_ACTION ITEM_
Find the lines of data that contain the string "below", then list them.

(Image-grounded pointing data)
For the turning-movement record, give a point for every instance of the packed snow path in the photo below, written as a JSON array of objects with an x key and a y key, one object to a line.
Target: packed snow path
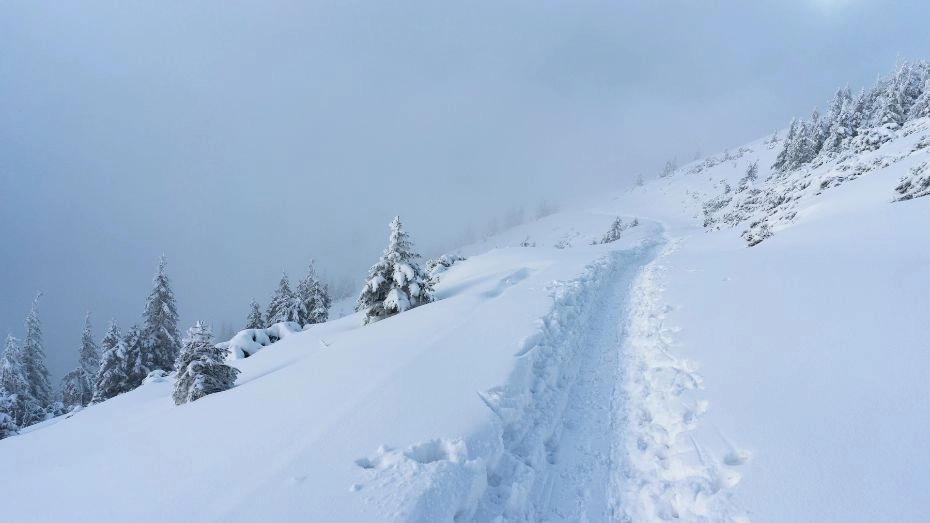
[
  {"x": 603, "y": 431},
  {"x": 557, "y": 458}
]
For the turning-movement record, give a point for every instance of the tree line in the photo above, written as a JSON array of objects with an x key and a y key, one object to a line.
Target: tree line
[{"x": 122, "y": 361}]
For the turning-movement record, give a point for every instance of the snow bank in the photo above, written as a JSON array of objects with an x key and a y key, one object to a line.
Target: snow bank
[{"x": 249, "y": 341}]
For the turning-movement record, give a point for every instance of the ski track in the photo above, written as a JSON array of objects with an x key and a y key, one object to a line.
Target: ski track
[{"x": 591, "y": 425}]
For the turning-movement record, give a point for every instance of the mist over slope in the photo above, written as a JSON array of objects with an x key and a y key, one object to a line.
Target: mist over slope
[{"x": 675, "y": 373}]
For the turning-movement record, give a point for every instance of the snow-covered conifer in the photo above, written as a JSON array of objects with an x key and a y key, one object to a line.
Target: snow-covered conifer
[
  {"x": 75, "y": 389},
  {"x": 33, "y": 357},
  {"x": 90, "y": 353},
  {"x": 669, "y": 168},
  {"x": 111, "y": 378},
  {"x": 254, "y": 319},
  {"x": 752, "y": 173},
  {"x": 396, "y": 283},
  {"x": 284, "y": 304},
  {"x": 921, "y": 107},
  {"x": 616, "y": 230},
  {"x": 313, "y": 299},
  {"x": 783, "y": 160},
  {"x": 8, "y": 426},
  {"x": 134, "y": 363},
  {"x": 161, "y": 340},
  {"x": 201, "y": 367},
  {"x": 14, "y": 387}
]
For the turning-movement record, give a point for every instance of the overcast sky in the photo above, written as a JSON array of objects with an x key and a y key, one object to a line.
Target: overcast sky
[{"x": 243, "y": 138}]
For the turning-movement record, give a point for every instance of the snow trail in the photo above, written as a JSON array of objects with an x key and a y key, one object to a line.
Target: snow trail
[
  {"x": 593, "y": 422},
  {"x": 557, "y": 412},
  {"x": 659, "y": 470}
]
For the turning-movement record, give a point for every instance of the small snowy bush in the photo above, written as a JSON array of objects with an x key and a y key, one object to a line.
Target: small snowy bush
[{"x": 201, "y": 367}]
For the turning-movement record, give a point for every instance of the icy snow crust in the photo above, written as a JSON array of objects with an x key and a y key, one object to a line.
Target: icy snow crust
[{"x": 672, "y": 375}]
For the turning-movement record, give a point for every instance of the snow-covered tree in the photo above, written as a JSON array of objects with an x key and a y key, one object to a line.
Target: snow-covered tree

--

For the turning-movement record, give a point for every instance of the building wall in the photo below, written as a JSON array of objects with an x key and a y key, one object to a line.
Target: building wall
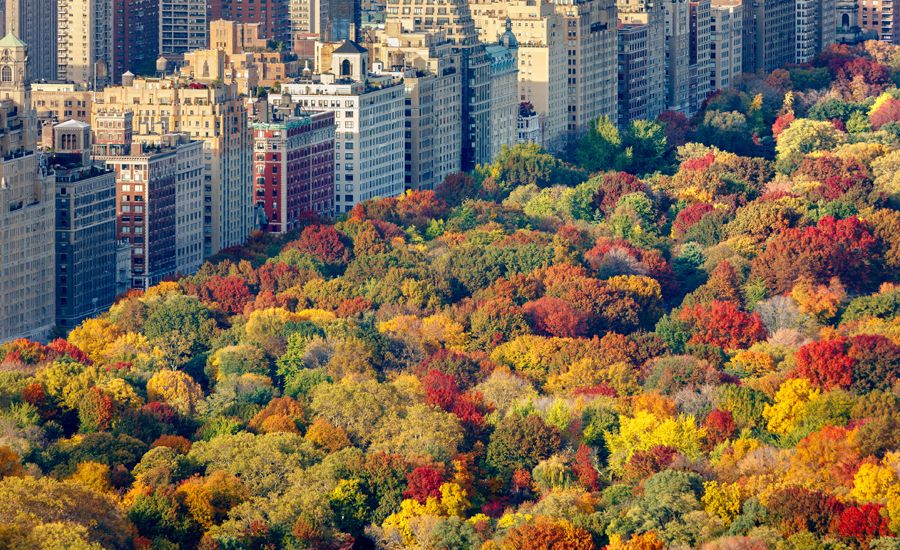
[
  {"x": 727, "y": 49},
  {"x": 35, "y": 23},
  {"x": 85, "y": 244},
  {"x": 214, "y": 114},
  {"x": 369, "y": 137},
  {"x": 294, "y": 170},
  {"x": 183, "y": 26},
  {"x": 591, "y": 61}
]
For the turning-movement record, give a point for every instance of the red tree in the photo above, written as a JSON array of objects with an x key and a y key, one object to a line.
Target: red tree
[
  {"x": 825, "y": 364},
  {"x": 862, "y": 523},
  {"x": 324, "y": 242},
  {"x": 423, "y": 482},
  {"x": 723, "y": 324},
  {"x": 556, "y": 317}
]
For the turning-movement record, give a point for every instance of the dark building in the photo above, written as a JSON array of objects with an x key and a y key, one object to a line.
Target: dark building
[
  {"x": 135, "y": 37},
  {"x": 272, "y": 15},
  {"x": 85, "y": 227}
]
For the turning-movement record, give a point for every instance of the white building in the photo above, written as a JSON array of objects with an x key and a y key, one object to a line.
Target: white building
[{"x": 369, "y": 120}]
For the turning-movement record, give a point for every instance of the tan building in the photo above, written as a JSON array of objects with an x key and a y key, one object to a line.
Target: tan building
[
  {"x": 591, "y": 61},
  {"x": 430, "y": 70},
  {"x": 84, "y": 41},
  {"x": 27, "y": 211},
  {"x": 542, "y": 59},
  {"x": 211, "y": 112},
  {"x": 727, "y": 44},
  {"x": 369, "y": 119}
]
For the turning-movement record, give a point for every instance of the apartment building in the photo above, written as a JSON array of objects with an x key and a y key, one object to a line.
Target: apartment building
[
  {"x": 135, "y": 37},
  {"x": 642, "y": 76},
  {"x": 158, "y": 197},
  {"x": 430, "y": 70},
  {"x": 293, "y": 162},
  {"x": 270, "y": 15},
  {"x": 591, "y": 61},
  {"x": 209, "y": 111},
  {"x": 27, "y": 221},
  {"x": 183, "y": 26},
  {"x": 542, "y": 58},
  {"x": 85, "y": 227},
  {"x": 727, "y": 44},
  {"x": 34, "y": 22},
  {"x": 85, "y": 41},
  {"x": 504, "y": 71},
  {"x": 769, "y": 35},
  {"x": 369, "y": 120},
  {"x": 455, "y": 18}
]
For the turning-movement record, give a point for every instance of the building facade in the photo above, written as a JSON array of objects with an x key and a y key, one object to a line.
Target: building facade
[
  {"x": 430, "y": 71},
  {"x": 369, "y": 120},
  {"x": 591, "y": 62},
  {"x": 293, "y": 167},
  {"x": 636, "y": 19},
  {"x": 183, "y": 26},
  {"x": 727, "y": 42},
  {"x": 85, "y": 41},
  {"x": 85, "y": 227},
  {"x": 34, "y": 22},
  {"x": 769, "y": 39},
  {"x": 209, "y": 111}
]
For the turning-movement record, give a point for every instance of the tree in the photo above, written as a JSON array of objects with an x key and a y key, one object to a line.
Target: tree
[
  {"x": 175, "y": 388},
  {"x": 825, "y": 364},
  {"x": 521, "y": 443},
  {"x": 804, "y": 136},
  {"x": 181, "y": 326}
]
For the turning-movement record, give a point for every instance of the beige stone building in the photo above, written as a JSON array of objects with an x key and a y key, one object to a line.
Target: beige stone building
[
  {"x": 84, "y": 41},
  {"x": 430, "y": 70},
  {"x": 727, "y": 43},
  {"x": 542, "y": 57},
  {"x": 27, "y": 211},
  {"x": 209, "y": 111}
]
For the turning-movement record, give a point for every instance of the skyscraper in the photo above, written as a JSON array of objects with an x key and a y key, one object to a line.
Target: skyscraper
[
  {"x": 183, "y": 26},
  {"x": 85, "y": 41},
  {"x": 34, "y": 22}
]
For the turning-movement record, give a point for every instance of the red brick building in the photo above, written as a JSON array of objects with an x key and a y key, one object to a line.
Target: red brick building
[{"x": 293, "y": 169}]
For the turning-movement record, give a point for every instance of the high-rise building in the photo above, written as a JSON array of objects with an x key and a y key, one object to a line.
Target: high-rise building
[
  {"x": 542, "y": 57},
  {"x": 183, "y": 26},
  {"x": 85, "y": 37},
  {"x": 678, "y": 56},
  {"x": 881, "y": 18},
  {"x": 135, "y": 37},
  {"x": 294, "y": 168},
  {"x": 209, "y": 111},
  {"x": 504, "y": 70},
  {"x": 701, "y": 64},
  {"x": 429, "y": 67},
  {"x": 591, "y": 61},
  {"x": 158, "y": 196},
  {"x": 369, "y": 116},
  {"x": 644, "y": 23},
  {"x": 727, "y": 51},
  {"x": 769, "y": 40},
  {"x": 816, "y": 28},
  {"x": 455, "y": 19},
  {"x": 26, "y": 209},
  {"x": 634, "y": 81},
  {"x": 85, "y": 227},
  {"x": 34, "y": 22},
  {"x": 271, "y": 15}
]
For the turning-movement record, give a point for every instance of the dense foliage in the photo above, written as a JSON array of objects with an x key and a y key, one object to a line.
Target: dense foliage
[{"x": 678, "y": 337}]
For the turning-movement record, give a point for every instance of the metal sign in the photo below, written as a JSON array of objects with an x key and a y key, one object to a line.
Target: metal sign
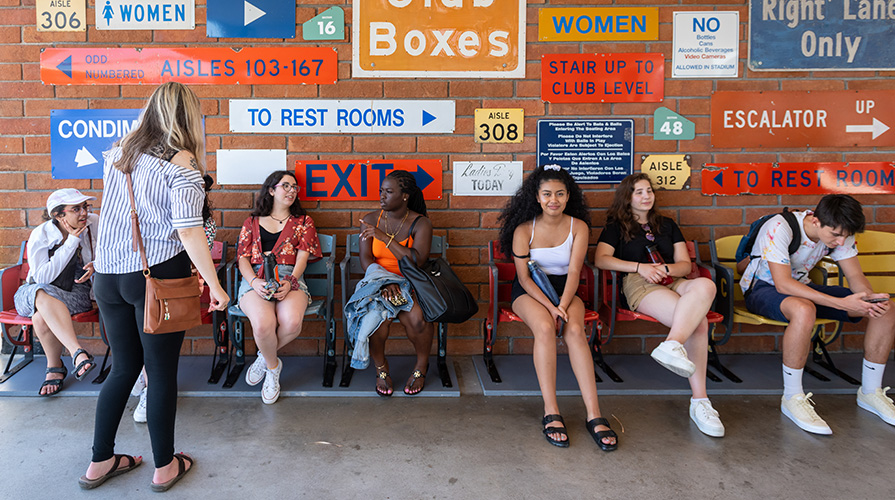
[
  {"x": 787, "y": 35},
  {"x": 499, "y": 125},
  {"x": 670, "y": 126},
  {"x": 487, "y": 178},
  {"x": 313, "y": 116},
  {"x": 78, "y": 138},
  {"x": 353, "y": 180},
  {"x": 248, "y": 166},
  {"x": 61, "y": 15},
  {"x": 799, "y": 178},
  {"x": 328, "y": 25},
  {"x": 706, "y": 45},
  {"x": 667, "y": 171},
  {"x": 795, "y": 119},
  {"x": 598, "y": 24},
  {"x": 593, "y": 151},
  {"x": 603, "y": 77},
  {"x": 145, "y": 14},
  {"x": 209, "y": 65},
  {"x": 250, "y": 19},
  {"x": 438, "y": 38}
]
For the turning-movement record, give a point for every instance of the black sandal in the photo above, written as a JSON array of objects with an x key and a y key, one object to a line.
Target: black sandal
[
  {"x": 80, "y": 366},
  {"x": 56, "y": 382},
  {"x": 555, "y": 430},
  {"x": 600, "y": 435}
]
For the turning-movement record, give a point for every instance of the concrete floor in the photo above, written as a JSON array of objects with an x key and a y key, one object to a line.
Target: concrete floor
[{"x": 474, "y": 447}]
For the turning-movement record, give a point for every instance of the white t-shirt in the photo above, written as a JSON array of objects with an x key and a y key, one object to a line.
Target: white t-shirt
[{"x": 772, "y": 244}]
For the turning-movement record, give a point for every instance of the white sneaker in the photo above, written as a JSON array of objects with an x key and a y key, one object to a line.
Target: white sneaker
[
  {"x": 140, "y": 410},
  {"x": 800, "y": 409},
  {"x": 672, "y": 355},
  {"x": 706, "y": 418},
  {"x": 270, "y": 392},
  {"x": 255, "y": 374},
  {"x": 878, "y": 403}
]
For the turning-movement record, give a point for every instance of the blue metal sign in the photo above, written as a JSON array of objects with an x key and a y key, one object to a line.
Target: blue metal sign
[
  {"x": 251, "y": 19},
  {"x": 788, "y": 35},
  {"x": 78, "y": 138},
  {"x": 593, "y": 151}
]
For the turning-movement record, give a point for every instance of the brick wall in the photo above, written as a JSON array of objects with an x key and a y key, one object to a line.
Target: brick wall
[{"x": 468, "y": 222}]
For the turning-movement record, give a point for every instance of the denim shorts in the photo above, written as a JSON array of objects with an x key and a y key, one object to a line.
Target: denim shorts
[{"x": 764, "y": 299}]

_RESPONSE TO THIS EXERCISE_
For the turning-movement record, give a point for every instance of the packed snow path in the photo below, written as a JSON array of objects with an x key and a y key, one object to a line.
For the turning-movement record, give a point for every instance of the building wall in the photo below, written as a JSON array of objects with an x key and a y key, one object to a line.
For the turning-movement record, give a point for every instance of the metal sign in the photo below, written as a JSON array of objects with an x key and a y key, one object to a line.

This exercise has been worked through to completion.